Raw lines
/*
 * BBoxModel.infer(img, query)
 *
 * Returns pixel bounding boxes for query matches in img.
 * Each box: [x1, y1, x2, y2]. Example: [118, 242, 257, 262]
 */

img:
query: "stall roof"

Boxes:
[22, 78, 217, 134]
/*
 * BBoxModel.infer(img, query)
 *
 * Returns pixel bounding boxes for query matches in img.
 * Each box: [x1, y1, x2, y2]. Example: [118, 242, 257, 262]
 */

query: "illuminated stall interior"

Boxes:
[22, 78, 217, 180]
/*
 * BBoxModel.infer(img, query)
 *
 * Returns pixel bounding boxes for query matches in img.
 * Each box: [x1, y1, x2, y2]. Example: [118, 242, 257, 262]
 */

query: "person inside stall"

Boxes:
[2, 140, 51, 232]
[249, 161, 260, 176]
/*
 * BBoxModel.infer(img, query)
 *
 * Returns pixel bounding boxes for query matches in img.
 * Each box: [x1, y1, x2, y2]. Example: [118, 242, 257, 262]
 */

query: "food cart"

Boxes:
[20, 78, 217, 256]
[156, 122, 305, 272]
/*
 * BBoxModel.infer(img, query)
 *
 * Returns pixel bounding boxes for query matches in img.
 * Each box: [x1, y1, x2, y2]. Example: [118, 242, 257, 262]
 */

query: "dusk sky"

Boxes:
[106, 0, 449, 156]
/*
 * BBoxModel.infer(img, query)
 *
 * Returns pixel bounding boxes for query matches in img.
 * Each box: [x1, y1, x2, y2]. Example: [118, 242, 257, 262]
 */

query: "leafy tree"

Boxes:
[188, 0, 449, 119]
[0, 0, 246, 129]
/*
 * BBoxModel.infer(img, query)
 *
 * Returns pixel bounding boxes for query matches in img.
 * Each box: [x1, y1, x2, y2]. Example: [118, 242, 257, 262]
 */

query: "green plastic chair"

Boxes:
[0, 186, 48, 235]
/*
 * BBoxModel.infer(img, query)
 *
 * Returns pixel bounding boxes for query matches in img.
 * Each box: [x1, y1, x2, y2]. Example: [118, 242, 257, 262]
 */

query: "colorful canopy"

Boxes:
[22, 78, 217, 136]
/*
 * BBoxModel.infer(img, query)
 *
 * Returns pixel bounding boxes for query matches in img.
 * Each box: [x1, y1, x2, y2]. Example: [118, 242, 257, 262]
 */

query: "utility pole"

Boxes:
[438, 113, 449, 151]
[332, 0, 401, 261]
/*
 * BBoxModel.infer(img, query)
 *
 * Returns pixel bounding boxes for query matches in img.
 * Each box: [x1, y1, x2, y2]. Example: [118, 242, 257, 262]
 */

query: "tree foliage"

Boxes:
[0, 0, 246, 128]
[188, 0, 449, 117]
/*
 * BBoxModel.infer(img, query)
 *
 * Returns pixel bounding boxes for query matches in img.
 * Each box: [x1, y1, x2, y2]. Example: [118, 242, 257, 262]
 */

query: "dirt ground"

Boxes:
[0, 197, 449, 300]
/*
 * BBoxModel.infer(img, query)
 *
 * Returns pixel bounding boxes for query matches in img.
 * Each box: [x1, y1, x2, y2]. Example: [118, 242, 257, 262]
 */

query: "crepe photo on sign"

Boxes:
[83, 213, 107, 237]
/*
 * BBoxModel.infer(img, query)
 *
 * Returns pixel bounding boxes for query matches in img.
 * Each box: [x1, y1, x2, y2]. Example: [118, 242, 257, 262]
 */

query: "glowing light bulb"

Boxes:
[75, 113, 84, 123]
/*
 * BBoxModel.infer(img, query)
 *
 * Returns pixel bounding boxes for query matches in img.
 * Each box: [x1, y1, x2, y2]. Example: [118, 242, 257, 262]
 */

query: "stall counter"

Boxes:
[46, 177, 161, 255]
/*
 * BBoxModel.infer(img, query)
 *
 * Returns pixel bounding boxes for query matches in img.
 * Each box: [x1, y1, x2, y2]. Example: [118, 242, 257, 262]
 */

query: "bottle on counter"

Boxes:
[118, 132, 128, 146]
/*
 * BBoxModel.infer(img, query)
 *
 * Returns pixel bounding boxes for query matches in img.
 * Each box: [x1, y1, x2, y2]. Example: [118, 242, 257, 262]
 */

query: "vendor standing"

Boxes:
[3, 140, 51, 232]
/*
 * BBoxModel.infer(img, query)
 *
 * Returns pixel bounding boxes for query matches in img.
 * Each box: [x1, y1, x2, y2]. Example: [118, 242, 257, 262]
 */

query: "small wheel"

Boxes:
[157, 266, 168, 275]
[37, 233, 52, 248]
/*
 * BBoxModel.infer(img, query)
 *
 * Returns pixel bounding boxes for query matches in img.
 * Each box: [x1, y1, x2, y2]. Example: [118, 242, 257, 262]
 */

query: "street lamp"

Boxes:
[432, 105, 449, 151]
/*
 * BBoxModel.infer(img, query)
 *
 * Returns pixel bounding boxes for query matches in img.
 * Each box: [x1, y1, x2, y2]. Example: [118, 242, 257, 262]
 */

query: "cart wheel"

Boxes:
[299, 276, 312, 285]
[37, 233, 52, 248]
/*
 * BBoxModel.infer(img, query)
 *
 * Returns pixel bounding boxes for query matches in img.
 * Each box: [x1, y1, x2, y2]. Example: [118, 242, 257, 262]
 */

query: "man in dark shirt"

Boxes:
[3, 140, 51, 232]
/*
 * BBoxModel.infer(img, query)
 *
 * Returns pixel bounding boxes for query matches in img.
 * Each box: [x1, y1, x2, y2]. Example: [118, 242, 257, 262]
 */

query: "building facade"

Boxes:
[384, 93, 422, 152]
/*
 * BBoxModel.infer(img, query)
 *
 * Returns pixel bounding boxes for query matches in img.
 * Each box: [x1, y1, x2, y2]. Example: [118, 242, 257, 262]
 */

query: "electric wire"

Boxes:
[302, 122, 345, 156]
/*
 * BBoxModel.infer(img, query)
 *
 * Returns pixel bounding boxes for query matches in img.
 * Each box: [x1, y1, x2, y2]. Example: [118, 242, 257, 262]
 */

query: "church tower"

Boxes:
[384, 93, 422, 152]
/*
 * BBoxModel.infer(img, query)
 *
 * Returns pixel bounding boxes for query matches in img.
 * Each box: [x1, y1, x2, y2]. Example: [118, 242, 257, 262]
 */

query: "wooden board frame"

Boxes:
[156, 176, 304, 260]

» **Stated task**: Rescale the lines above, beginning at the first line and ending with the line that contains "[106, 0, 449, 156]". Both ends are included, and the requests are kept. Multiply every bounding-box coordinate in the answers by 1.85 and round to whole numbers, with halves rounding up; leave all numbers in the requests, including their format sample, unchanged.

» **Task response**:
/*
 * BBoxModel.infer(img, query)
 *
 * Returns pixel bounding boxes for query matches in img.
 * Each box: [x1, y1, x2, y2]. Example: [118, 242, 257, 262]
 */

img:
query: "stall roof"

Boxes:
[41, 144, 401, 248]
/*
 * BBoxModel.infer(img, query)
 *
 * Returns pixel bounding boxes for query matches in img.
 * Each box: [x1, y1, x2, y2]. Example: [118, 242, 257, 262]
 */

query: "illuminated stall interior"

Boxes:
[41, 144, 401, 333]
/*
 * BBoxModel.infer(img, query)
 *
 * Returns pixel bounding boxes for query matches in img.
 * Each box: [x1, y1, x2, y2]. Example: [118, 242, 257, 262]
 */

query: "person inside stall"

Boxes:
[4, 259, 94, 429]
[461, 298, 481, 326]
/*
 * BBoxModel.infer(img, query)
 *
 * Returns pixel bounding boxes for query matches in img.
 * Each box: [x1, y1, x2, y2]. Example: [118, 242, 257, 262]
 */

query: "food cart"

Boxes:
[37, 144, 401, 474]
[289, 226, 564, 503]
/*
 * BBoxModel.infer(img, query)
 *
 * Returns pixel bounding boxes for query matches in img.
 * Each box: [x1, y1, x2, y2]. Example: [118, 242, 257, 262]
 */

query: "dusk sky"

Boxes:
[196, 0, 831, 289]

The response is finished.